• Stated goal
Copy every line of the listing below word for word, leaving out the pictures.

• Data records
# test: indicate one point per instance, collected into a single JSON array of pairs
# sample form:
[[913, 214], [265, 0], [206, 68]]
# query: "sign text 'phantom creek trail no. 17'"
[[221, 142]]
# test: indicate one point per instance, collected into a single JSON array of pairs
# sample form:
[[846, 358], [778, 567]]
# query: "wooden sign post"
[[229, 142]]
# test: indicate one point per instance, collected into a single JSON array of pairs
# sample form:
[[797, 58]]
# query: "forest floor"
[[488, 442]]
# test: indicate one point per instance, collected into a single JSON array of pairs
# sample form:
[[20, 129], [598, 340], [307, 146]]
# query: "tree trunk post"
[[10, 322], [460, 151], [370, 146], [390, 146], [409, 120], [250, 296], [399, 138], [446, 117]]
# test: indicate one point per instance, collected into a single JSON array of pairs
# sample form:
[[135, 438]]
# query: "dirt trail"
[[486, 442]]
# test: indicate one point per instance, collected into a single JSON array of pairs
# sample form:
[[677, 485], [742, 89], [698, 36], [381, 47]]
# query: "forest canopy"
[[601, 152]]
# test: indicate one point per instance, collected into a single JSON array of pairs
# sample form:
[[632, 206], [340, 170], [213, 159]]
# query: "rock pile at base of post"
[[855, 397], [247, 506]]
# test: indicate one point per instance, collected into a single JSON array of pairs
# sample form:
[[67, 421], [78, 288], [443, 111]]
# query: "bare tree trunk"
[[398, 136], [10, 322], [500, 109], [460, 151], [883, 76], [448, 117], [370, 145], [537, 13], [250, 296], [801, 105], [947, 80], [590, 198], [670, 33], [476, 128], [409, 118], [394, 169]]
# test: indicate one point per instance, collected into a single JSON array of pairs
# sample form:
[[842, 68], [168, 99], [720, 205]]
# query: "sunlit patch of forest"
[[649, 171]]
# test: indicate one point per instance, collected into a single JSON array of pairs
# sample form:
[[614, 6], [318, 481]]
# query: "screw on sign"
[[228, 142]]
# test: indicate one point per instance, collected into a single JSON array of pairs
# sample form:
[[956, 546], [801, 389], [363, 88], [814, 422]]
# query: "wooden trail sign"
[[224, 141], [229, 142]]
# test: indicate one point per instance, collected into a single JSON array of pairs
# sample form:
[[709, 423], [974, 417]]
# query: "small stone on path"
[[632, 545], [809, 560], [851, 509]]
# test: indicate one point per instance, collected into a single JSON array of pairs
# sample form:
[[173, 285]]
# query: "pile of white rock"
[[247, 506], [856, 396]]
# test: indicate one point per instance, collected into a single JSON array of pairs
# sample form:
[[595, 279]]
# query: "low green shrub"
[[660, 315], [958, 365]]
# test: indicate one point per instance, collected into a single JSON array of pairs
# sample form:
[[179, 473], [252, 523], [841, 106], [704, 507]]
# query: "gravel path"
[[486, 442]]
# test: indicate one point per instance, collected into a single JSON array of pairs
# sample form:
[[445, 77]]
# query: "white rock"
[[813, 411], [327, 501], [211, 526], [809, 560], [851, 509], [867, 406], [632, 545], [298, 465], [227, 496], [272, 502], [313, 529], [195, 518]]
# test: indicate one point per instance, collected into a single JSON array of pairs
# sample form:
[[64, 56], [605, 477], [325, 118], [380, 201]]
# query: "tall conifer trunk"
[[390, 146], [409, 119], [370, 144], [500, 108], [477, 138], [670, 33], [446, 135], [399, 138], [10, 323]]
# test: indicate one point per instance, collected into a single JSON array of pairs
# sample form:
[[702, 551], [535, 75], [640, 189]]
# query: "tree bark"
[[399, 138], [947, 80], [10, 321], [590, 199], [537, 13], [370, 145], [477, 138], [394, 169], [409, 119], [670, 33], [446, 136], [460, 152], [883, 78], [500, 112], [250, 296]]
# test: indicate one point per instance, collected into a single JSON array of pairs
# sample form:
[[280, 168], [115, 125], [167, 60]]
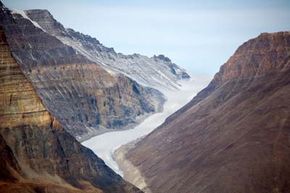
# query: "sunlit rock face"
[[234, 135], [85, 98], [157, 72], [36, 153]]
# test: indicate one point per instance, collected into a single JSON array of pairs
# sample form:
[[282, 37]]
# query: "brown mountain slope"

• Reply
# test: indicate one point per instance, collected into a single JSON array of pairs
# sample form:
[[913, 214], [265, 0], [206, 68]]
# query: "sign text 'phantom creek trail no. 17'"
[[221, 142]]
# test: indicate one point per instance, collected into a single JSON array of pairs
# sample form:
[[846, 358], [778, 567]]
# query: "wooden sign post"
[[229, 142]]
# test: indicate one point per instance, collected into a single JSON array of pairs
# sample form:
[[797, 58]]
# query: "forest floor"
[[488, 442]]
# test: indicate one point per instance, collected into a single JSON array of pairs
# sample form:
[[20, 129], [598, 340], [307, 146]]
# query: "tree trunk post"
[[10, 322], [460, 151], [370, 146], [390, 146], [409, 120], [250, 296], [399, 138], [446, 117]]
# test: indicate one point per instance, collected into a single JSON array of pairs
# sample form:
[[135, 438]]
# query: "dirt trail"
[[486, 442]]
# test: indicate one point per instance, collected into a single JSON array of pairs
# sample form:
[[677, 485], [742, 89], [698, 36], [381, 47]]
# query: "forest canopy"
[[601, 152]]
# test: indicate one point per instance, collected into a single JSON array of pairs
# sample form:
[[632, 206], [340, 170], [213, 159]]
# query: "rock pile at base of post"
[[855, 397], [247, 506]]
# test: indicate one point per instance, collected into a single JSON array of pairs
# sample form:
[[67, 421], [78, 288], [443, 111]]
# query: "bare tree trunk"
[[398, 136], [10, 322], [500, 109], [460, 151], [883, 76], [448, 117], [370, 145], [537, 13], [250, 296], [801, 105], [947, 80], [590, 198], [670, 33], [476, 128], [409, 118], [394, 169]]
# test: indicate one point per instance, collected into a single JSON array of pairs
# sample form:
[[842, 68], [168, 99], [720, 205]]
# query: "sunlit patch of forest"
[[649, 171]]
# test: indicate one point per instance, collected into a single JSON array of pairs
# sample form:
[[614, 6], [318, 481]]
# query: "screw on sign"
[[228, 142]]
# test: indicate one point per instance, collected into a single JSON array of pairs
# sample form:
[[956, 546], [801, 389], [363, 88], [814, 422]]
# query: "wooden trail sign"
[[224, 141], [229, 142]]
# test: indicate one point per instance, collected into a single JSON array of pairs
# sample form:
[[709, 423], [974, 417]]
# query: "small stone on path"
[[632, 545], [809, 560], [851, 509]]
# test: indicate one point per instance, collected into a single JSON array of pairs
# sample form:
[[173, 285]]
# query: "pile of white rock"
[[247, 506], [856, 396]]
# test: indicate one point per instance, collected into a single JSON array of pairs
# sample form:
[[595, 279]]
# query: "low green shrub"
[[660, 315], [958, 365]]
# test: indicate one point per instance, collected into a single JSON array of pairs
# sample form:
[[179, 473], [252, 523], [841, 106], [704, 507]]
# query: "gravel path"
[[486, 442]]
# test: indicate one point per instance, collected into a single JSON array of pairs
# sample form:
[[445, 77]]
# query: "white rock"
[[813, 411], [327, 501], [211, 526], [809, 560], [851, 509], [867, 406], [632, 545], [298, 465], [227, 496], [272, 502], [313, 529], [195, 518]]
# test: indicate one point per instance, collected into a single JSON array of pairs
# sample form:
[[64, 56], [605, 477], [325, 118], [380, 201]]
# query: "tall conifer trunk"
[[390, 146], [409, 119], [370, 144], [500, 108], [477, 138], [670, 33], [446, 135], [399, 138], [10, 323]]
# test: indicate one point per instance, collected into a single JSON array of pairs
# sample form:
[[702, 551], [535, 75], [640, 189]]
# query: "tree bark"
[[399, 138], [947, 80], [10, 321], [590, 199], [537, 13], [370, 145], [477, 138], [394, 169], [409, 119], [670, 33], [446, 136], [460, 152], [883, 78], [500, 112], [250, 296]]
# test: indicate one point per instance, collected into a single JSON array of pairs
# sample form:
[[280, 168], [115, 125], [167, 60]]
# query: "sunlit rock face"
[[234, 135], [85, 98], [157, 72], [36, 153]]
# test: indicate one point per instance, collected into a single JSON array of pairs
# sample form:
[[282, 37]]
# query: "brown mountain slope"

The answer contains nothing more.